§ **EXERCISE DESCRIPTION**
Nothing should be left out: output all of the entries exactly.

§ **RECORDS TO USE**
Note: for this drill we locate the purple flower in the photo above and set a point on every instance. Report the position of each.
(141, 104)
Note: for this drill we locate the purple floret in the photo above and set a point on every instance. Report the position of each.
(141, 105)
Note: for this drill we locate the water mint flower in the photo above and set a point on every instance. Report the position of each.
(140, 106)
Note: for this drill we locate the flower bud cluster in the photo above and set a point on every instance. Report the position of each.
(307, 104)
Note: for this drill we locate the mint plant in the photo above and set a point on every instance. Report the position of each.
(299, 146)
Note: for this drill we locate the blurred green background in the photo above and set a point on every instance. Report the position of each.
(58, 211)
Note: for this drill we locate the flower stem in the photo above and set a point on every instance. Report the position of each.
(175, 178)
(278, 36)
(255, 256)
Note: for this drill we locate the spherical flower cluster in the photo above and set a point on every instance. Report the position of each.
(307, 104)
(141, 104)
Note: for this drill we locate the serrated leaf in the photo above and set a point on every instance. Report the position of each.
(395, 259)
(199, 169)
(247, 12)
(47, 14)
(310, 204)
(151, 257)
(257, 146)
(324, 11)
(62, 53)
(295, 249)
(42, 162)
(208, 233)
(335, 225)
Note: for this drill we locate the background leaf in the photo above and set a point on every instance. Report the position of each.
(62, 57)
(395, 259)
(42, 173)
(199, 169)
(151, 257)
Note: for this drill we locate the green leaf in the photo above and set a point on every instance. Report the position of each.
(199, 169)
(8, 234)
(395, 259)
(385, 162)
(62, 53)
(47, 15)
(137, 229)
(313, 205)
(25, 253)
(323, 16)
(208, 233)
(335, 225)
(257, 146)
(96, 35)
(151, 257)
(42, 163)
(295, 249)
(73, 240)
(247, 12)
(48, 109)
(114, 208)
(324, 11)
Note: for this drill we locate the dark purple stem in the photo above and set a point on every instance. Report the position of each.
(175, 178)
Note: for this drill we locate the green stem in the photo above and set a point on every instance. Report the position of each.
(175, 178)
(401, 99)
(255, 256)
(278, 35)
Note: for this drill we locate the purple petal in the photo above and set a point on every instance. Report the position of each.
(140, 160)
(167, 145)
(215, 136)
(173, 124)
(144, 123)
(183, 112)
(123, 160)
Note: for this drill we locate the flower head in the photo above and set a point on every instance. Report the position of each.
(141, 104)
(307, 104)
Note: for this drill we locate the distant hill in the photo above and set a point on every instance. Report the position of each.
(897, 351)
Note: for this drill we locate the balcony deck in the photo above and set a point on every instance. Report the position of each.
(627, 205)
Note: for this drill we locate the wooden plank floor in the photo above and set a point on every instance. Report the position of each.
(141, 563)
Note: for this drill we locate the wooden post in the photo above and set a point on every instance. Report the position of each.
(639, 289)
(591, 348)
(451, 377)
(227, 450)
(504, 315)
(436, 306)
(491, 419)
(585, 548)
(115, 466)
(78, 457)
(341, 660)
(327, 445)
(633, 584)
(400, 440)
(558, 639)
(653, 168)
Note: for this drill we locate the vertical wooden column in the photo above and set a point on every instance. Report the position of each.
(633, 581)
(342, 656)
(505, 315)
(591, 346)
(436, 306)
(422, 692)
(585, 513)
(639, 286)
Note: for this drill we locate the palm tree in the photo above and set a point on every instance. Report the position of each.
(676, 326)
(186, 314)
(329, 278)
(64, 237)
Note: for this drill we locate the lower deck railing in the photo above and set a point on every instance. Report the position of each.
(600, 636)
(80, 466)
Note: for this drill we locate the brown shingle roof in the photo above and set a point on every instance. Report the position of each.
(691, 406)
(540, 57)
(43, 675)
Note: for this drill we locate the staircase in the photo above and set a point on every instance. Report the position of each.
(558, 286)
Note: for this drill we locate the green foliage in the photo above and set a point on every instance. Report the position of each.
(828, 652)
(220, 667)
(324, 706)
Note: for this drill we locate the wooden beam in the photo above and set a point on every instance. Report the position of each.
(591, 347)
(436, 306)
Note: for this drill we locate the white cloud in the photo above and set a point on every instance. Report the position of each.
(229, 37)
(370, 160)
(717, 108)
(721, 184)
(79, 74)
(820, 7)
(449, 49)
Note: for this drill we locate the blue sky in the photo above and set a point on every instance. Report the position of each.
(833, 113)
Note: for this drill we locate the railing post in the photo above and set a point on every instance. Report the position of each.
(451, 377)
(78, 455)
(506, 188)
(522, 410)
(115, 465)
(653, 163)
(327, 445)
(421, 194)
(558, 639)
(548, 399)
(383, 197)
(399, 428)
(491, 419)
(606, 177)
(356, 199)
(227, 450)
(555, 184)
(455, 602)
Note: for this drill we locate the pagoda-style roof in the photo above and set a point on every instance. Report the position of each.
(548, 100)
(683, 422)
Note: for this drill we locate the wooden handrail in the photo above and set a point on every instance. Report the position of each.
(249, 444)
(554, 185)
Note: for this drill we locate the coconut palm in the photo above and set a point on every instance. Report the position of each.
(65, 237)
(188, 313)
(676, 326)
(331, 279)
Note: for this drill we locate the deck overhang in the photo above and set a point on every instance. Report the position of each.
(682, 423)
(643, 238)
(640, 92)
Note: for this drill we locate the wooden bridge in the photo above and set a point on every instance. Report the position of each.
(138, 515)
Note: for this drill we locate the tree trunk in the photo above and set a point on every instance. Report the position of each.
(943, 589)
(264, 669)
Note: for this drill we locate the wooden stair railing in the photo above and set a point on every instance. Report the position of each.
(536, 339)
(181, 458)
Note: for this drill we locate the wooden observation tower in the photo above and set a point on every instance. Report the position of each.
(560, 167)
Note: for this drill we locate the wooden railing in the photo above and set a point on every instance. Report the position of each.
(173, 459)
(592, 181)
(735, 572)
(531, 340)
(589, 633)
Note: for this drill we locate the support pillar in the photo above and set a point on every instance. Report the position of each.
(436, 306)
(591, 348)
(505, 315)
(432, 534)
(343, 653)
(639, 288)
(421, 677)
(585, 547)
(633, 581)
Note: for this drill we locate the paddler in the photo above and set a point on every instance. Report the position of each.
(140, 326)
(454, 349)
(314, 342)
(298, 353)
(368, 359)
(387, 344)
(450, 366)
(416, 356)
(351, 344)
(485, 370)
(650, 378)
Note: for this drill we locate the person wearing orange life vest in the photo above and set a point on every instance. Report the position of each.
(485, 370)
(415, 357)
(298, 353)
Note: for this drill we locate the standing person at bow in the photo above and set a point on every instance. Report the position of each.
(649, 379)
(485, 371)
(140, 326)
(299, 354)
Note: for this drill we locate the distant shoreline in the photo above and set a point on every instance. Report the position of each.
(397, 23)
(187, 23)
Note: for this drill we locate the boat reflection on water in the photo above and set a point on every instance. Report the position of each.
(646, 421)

§ **TASK RESULT**
Note: for this drill we locate the purple flower in the photo above and set a point on every instance. Report the position of each.
(141, 104)
Note: for this drill we locate the purple floret in the photo above and set a point on every instance. Report the position of each.
(141, 105)
Note: for this drill we locate the water mint flower in the photo above and set a point on every instance. Report the position of each.
(140, 106)
Note: for this drill we locate the flower bud cluster in the photo above and set a point on every instance. Report the position of each.
(307, 104)
Note: for this drill we locate the mint plant in the photo above and set a point on every instance. Report the position of each.
(299, 146)
Note: for this drill we locate the blurred green background in the photo above and set a point on every instance. Report the position of each.
(58, 211)
Note: for this drill we locate the flower stem in the photo above and set a point on every instance. Report the position of each.
(175, 178)
(278, 36)
(255, 256)
Note: for this drill we locate the spherical flower cluster in the photo above and set a point on every instance. Report the position of each.
(307, 104)
(141, 104)
Note: for this drill we locate the serrated leaf in the photo above and set a point on every instance. Report the position of each.
(395, 259)
(199, 169)
(247, 12)
(47, 14)
(310, 204)
(151, 257)
(257, 146)
(324, 11)
(62, 53)
(295, 249)
(42, 162)
(208, 233)
(335, 225)
Note: for this drill we locate the background leaf in the photo above and set a point on every instance. Report the position of each.
(62, 57)
(395, 259)
(42, 173)
(199, 169)
(151, 257)
Note: for this drill we locate the green leaf in the photo above and set a point on every instance. Report the position of each.
(199, 169)
(8, 234)
(395, 259)
(385, 162)
(62, 53)
(47, 15)
(137, 229)
(313, 205)
(25, 253)
(323, 16)
(208, 233)
(335, 225)
(257, 146)
(96, 35)
(151, 257)
(42, 163)
(295, 249)
(73, 240)
(247, 12)
(48, 109)
(114, 208)
(324, 11)
Note: for this drill we locate the dark purple stem in the photo above and set a point on every instance. Report the position of each.
(175, 178)
Note: for this drill we locate the green stem in the photo above and set a point on every instance. Report the position of each.
(175, 178)
(401, 99)
(255, 256)
(278, 35)
Note: for this drill we locate the purple petal in the photo above and set a point on every instance. Report the position of each.
(140, 160)
(167, 145)
(215, 136)
(173, 124)
(144, 123)
(183, 112)
(123, 160)
Note: for this drill we locate the flower head in the photo above and set a point on every instance. Report the position of each.
(141, 104)
(307, 104)
Note: for this drill we locate the distant hill in the photo above and set a point on every instance. Report the position of each.
(897, 351)
Note: for this drill we locate the balcony deck in the photo above and set a point on every instance. Report the position of each.
(627, 205)
Note: for this drill we locate the wooden plank floor in the photo above and set a point on every instance. Report the position of each.
(141, 563)
Note: for this drill we locate the wooden post in the photo above and set a point on every instance. Report the position of each.
(639, 289)
(591, 348)
(451, 377)
(227, 450)
(504, 315)
(436, 306)
(491, 419)
(585, 548)
(115, 466)
(78, 457)
(341, 660)
(327, 445)
(633, 584)
(400, 440)
(558, 639)
(653, 168)
Note: for this drill we locate the vertical wooden column in the photo above and set a point on every instance. Report the position of each.
(633, 581)
(342, 656)
(505, 315)
(591, 346)
(436, 306)
(422, 692)
(585, 513)
(639, 286)
Note: for this drill we locate the palm tree in the photo above and set a point on every instance. Report the position of each.
(676, 326)
(186, 314)
(329, 278)
(64, 237)
Note: for this drill we locate the lower deck railing in the photo above and set a point on every instance. Report the position of each.
(600, 636)
(80, 466)
Note: for this drill we locate the brown shingle roof in the photo above and set a point on every instance. Report the position of each.
(691, 406)
(540, 57)
(43, 675)
Note: for this drill we locate the staircase in the photo above and set a point on every instance. Report the position of each.
(558, 286)
Note: for this drill we locate the green foliage in the photo above and set a point on every instance. Report the position of each.
(828, 652)
(220, 667)
(324, 706)
Note: for this drill we locate the wooden beam in the photo above and set a point on every instance. Report the position of each.
(591, 347)
(436, 306)
Note: for this drill we locate the white cloud in the photo above and set a point on every instance. Report the position of each.
(229, 37)
(370, 160)
(717, 108)
(721, 184)
(79, 74)
(820, 7)
(449, 49)
Note: for this drill we locate the blue sky in the photo above and set a point on every instance. Report the position of each.
(833, 113)
Note: for this drill we locate the railing post in the photo above and set a point on every instance. Report the position of each.
(451, 377)
(78, 455)
(506, 188)
(522, 410)
(115, 465)
(653, 163)
(327, 445)
(421, 194)
(558, 639)
(548, 399)
(383, 197)
(399, 428)
(491, 419)
(606, 177)
(356, 199)
(227, 450)
(555, 184)
(455, 602)
Note: for this drill we locate the pagoda-style roof in the photo above and set a point on every instance. Report the position of each.
(548, 100)
(683, 422)
Note: for this drill we locate the wooden handrail in the photo above and set a point on every instance. Report the position of each.
(249, 444)
(554, 185)
Note: for this drill we locate the coconut palm in the photo above and set a point on every instance. Report the position of each.
(65, 237)
(188, 313)
(676, 326)
(331, 279)
Note: for this drill we locate the deck overhang in the photo above and set a point on every instance. Report the position of each.
(682, 423)
(643, 238)
(640, 92)
Note: for this drill we locate the wooden bridge in the photo above and set a point on every instance. Report the position of each.
(138, 515)
Note: for this drill we locate the tree trunk in the photo above and set a point on every instance. Report the position of each.
(943, 589)
(264, 669)
Note: for this drill we locate the wooden stair railing in the photo above and set a point on every instance. Report the position of each.
(536, 339)
(181, 458)
Note: for this drill we locate the wooden observation tower in the photo above and set a point on every instance. Report the position of each.
(560, 167)
Note: for this drill we locate the wooden railing in the photo above and set a point on every instance. Report the position of each.
(173, 459)
(592, 181)
(735, 572)
(531, 340)
(589, 633)
Note: for this drill we locate the support pillar in the photo above and set a point on every instance. Report the position of each.
(436, 306)
(591, 348)
(505, 315)
(432, 534)
(343, 653)
(639, 288)
(421, 677)
(585, 547)
(633, 581)
Note: for this drill we locate the paddler in the photo above and set a point on every instance. Report the position of each.
(140, 326)
(454, 349)
(314, 342)
(298, 353)
(368, 359)
(387, 344)
(450, 366)
(416, 356)
(351, 344)
(485, 370)
(650, 378)
Note: for this drill we locate the person wearing orange life vest in the photo above and set a point on every instance. Report the position of each.
(485, 370)
(415, 357)
(298, 353)
Note: for this drill we locate the standing person at bow in the photo above and set a point on every instance. Report the position of each.
(649, 379)
(485, 371)
(140, 326)
(299, 354)
Note: for this drill we locate the distant shoreline in the photo above and set a point on every instance. Report the position of each.
(397, 23)
(187, 23)
Note: for this drill we locate the boat reflection on water in the photo above and set a point on every instance. Report the position of each.
(646, 421)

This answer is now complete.